**Task goal**
Copy out the mailing-list reply below about the trie rebalancing work limit word for word, from its first line to its last.

**Source excerpt**

################

On 4/1/19 7:09 PM, Alexander Duyck wrote:
> On Tue, 2019-03-26 at 15:30 +0000, Dmitry Safonov wrote:
>> Unfortunately, MAX_WORK at this moment is broken: during
>> trie_rebalance() climbing upwards resize() is being called for each
>> tnode. Which makes the limit useless the bigger trie gets: at each level
>> there are 10 attempts to balance tnode and childs, resulting in
>> O(10^n + 10^{n-1} + ... 10^{n-k}) complexity to balance trie, where k - is
>> the level where we changed the trie originally (adding/removing
>> alias/route).
>>
>> Which results in the following price of removing one route under big
>> trie (similar for some other single routes that results in reallocating
>> tnodes by hitting the threshold limits for halve/inflate resize):
> 
> The info below doesn't really tell us the price. It might be useful if
> you could just time the removal of that one route and provide that
> information.

Yes, well, that was an attempt to point that MAX_WORK in the current
state doesn't limit much complexity to balance trie.

So, most of the time (up to a couple of seconds) is spent on
synchronise_rcu() (which was addressed by 4/4 and a patch from David
Ahern in -next).

But I thought fixing max_work is also worth attention, regardless the
fix for synchronising rcu. And playing with the sysctl limit that is
provided by the patch, I've found out that even with 4/4 applied one can
tune this sysctl knob the way that results in dividing the work between
consecutive route manipulations. So that on a 4-core switch the time
spent to add a route in maximum was more than a second and adjusting
work limit can bring it down to 300msec in max. Though, the total time
spent to add the whole route table was the same.

################

**Record extracts**
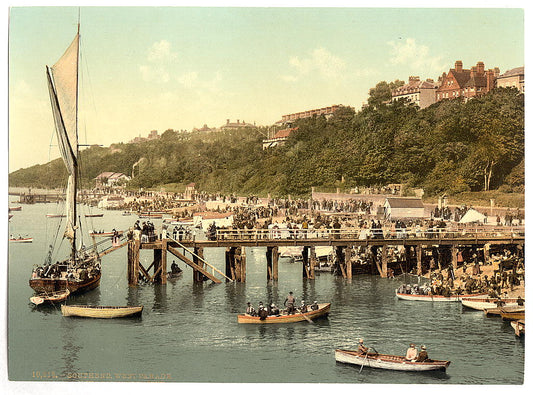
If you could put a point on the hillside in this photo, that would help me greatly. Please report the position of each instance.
(450, 147)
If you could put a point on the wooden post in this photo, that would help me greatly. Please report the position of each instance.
(419, 260)
(198, 276)
(243, 265)
(305, 262)
(454, 257)
(348, 261)
(157, 266)
(384, 261)
(133, 262)
(269, 255)
(313, 262)
(275, 258)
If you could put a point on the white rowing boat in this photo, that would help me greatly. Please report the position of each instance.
(488, 303)
(438, 298)
(389, 362)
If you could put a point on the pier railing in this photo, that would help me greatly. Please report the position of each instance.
(371, 234)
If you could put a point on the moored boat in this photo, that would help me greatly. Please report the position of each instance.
(507, 313)
(323, 310)
(438, 298)
(519, 327)
(52, 297)
(389, 362)
(488, 303)
(88, 311)
(21, 239)
(106, 234)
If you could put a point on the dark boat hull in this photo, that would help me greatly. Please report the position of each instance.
(55, 284)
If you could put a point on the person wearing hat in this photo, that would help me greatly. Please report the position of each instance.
(423, 355)
(362, 348)
(289, 303)
(412, 353)
(250, 309)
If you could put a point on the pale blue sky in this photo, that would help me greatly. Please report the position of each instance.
(179, 68)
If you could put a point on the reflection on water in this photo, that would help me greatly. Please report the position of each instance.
(190, 330)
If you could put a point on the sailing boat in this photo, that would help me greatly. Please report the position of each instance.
(81, 271)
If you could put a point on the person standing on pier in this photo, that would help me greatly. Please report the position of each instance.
(412, 353)
(290, 301)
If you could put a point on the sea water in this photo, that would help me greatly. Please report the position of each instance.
(189, 331)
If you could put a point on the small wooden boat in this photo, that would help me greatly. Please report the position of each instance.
(389, 362)
(50, 297)
(88, 311)
(21, 240)
(488, 303)
(519, 327)
(323, 310)
(151, 214)
(105, 234)
(514, 315)
(507, 313)
(438, 298)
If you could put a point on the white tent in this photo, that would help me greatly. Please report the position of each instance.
(472, 216)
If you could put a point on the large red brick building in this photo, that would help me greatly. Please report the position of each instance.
(466, 83)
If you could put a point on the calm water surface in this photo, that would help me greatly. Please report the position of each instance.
(189, 332)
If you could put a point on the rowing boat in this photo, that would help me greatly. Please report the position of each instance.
(488, 303)
(100, 311)
(21, 240)
(507, 313)
(50, 297)
(389, 362)
(438, 298)
(519, 327)
(323, 310)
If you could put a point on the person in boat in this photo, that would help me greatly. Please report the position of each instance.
(262, 311)
(175, 268)
(362, 348)
(423, 355)
(250, 310)
(274, 310)
(412, 353)
(289, 303)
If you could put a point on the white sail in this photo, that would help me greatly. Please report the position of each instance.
(63, 89)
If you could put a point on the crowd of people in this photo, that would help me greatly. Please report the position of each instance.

################

**Solution**
On 4/1/19 7:09 PM, Alexander Duyck wrote:
> On Tue, 2019-03-26 at 15:30 +0000, Dmitry Safonov wrote:
>> Unfortunately, MAX_WORK at this moment is broken: during
>> trie_rebalance() climbing upwards resize() is being called for each
>> tnode. Which makes the limit useless the bigger trie gets: at each level
>> there are 10 attempts to balance tnode and childs, resulting in
>> O(10^n + 10^{n-1} + ... 10^{n-k}) complexity to balance trie, where k - is
>> the level where we changed the trie originally (adding/removing
>> alias/route).
>>
>> Which results in the following price of removing one route under big
>> trie (similar for some other single routes that results in reallocating
>> tnodes by hitting the threshold limits for halve/inflate resize):
> 
> The info below doesn't really tell us the price. It might be useful if
> you could just time the removal of that one route and provide that
> information.

Yes, well, that was an attempt to point that MAX_WORK in the current
state doesn't limit much complexity to balance trie.

So, most of the time (up to a couple of seconds) is spent on
synchronise_rcu() (which was addressed by 4/4 and a patch from David
Ahern in -next).

But I thought fixing max_work is also worth attention, regardless the
fix for synchronising rcu. And playing with the sysctl limit that is
provided by the patch, I've found out that even with 4/4 applied one can
tune this sysctl knob the way that results in dividing the work between
consecutive route manipulations. So that on a 4-core switch the time
spent to add a route in maximum was more than a second and adjusting
work limit can bring it down to 300msec in max. Though, the total time
spent to add the whole route table was the same.